Your assignment: Look through the listing below, find every line with the string "attribute", and copy it.

Dataset records:
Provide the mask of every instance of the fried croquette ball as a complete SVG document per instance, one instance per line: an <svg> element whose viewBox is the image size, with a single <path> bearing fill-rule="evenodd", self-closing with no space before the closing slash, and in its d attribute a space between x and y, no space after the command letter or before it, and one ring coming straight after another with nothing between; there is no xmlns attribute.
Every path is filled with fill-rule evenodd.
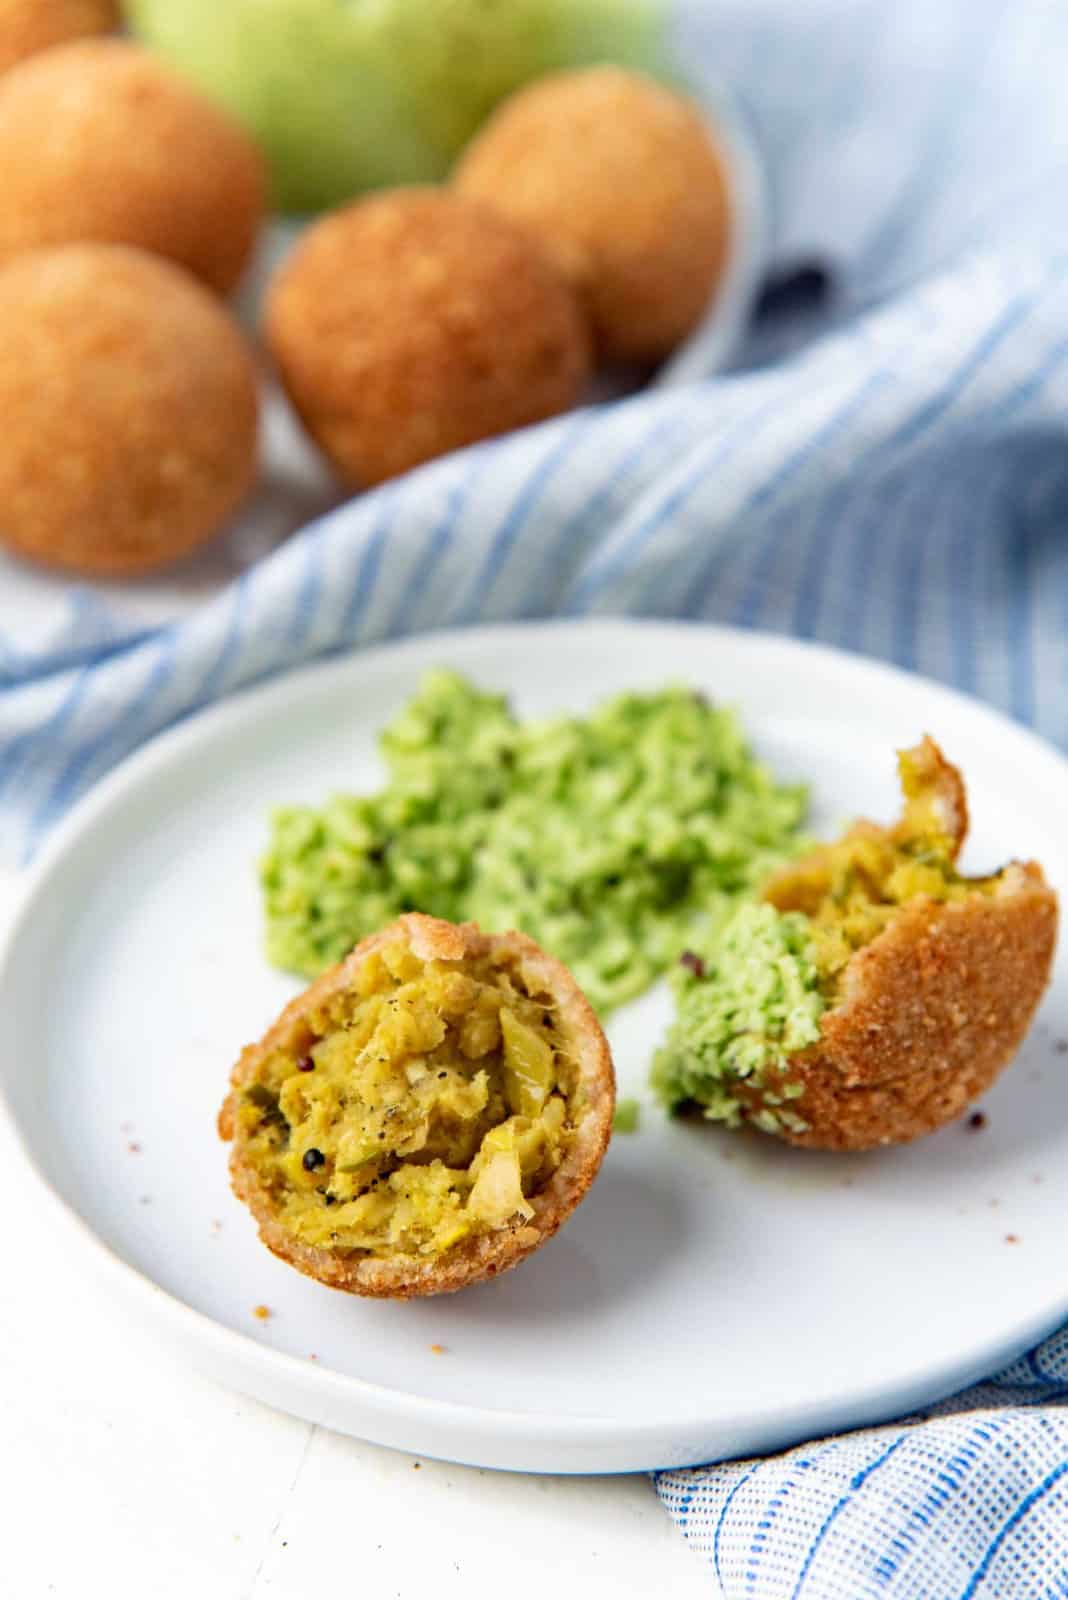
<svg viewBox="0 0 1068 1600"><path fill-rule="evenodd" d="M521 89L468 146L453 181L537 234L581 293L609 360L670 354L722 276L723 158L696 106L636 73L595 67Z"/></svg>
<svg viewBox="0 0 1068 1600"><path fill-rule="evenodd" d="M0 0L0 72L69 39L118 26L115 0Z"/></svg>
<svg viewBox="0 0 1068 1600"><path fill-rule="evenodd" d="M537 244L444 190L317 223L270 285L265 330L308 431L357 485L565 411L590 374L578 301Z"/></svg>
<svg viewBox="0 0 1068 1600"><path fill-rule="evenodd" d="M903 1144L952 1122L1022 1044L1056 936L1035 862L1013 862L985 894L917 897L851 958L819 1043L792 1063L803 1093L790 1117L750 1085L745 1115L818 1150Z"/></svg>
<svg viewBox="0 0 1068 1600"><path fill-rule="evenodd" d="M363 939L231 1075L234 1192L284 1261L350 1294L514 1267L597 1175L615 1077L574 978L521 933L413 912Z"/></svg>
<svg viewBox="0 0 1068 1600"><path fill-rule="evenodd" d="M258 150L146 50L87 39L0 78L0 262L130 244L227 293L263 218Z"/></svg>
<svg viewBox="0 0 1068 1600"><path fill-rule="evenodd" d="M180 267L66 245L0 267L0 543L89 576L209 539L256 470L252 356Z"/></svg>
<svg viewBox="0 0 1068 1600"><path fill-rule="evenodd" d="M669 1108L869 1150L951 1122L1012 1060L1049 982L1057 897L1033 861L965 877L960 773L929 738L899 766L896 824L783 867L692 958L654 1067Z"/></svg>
==
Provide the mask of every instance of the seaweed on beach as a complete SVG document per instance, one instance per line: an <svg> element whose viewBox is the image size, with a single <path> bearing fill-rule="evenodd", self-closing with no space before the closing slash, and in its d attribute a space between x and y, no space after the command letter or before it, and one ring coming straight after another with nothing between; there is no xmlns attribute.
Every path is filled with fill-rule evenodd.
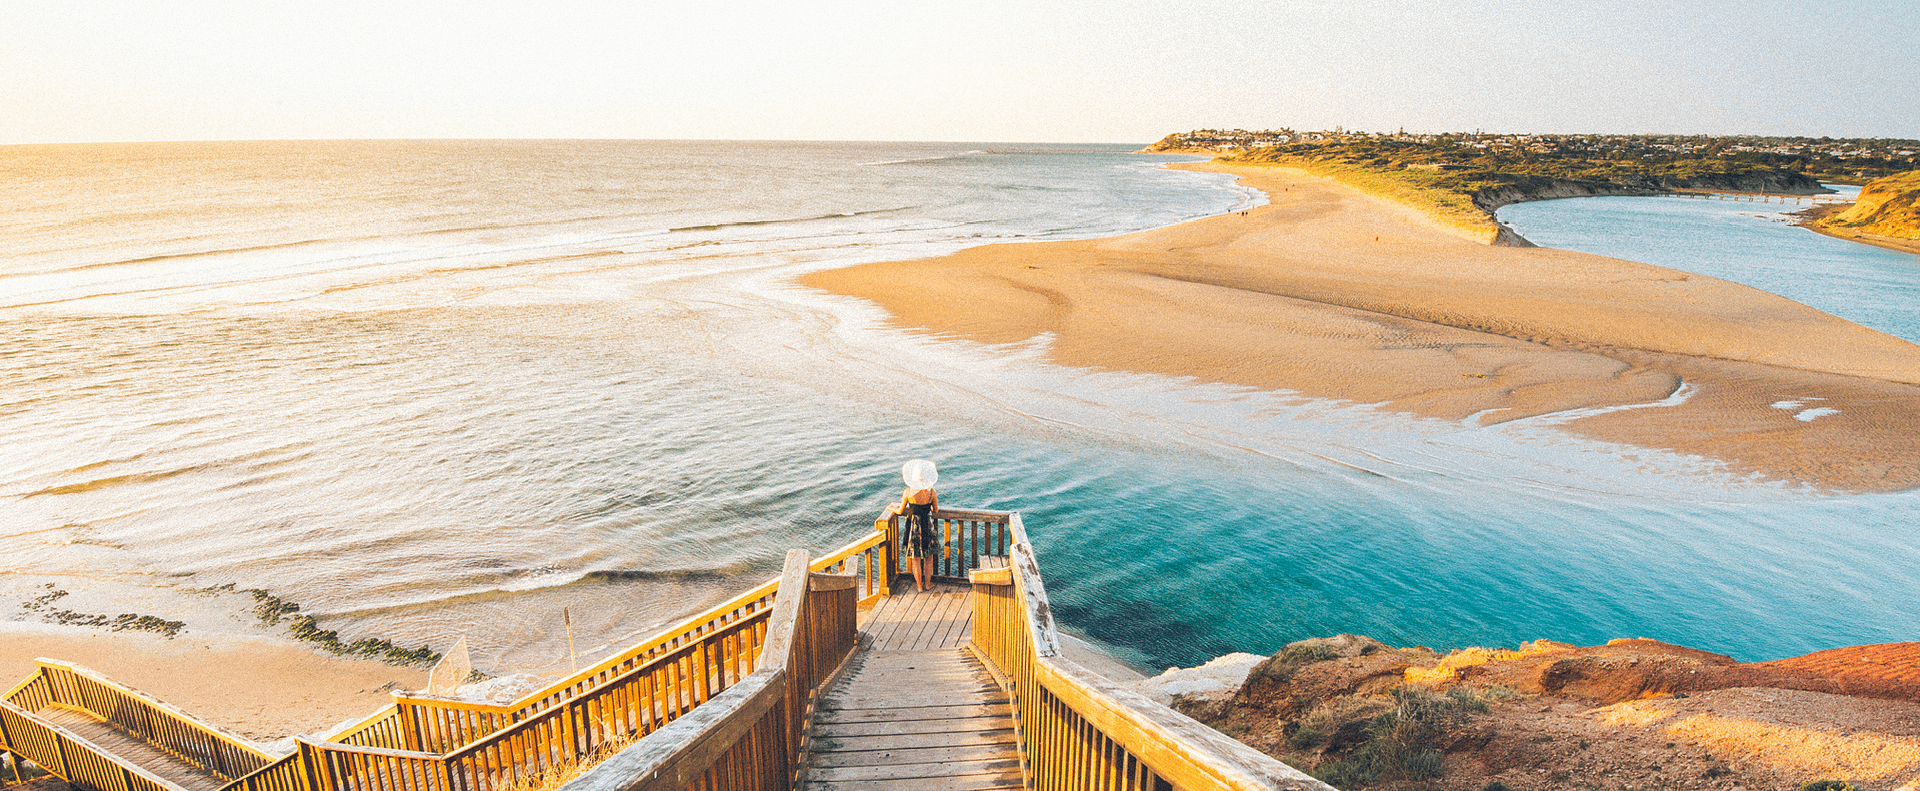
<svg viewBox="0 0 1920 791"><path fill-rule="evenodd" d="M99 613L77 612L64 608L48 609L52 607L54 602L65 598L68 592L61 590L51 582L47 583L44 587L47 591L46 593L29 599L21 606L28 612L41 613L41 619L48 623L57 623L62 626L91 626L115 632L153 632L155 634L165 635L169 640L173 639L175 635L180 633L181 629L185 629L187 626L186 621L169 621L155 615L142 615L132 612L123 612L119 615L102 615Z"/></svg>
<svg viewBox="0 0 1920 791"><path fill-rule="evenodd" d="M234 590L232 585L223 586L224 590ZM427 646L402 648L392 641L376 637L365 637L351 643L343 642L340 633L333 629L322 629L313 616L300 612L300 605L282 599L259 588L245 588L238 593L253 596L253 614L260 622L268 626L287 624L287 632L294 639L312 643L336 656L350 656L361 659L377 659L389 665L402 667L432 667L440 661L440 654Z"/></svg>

Response area:
Provide the mask of every instance of the fried croquette ball as a complete SVG document per instance, one instance per line: an <svg> element whose viewBox is the image size, with a single <path> bearing fill-rule="evenodd", self-closing with no space before the closing slash, and in its d attribute a space between x and y, no space after the command letter or before it, and one ring coming straight after another with nothing between; there is no xmlns attribute.
Provide the mask of every instance of the seaweed on beach as a complete SVG document per instance, one instance per line: an <svg> element whose viewBox is the image size, with a single <path> bearing fill-rule="evenodd", self-closing with no space before the closing slash, and in its d attribute a space between x and y, no space after the command letter or before it, and one ring coming straight after another with nothing between; there is no xmlns attribute.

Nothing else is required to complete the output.